> TASK DETAILS
Gather every line in the listing below that contains the word "Trace".

___ RAW DATA

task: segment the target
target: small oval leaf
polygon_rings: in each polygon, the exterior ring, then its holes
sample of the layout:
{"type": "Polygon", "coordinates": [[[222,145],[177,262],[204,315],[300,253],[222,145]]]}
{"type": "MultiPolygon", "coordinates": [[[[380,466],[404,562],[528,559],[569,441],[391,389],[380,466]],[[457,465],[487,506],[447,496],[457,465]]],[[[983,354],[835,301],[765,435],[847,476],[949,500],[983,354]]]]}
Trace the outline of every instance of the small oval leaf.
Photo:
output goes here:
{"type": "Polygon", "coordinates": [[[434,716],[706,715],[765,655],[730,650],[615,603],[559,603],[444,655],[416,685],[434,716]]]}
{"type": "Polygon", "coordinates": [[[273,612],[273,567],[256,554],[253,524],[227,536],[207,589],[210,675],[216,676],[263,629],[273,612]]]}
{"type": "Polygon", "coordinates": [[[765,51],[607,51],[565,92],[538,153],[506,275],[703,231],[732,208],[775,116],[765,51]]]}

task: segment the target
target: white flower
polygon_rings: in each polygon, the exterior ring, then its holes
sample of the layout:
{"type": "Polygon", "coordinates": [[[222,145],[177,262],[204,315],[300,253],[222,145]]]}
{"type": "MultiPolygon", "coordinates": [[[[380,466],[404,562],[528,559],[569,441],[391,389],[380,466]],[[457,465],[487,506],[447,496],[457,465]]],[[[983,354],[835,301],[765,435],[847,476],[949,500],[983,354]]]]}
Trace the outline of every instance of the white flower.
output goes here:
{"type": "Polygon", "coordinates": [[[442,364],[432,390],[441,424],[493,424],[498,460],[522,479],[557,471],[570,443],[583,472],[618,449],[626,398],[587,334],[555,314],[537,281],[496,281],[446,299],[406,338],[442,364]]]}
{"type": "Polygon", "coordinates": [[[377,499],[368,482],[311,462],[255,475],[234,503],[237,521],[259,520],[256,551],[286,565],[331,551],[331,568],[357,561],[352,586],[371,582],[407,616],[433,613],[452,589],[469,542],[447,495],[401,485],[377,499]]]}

______

> SOLUTION
Trace the outline of every instance of the small oval leaf.
Trace the outline of every instance of the white flower.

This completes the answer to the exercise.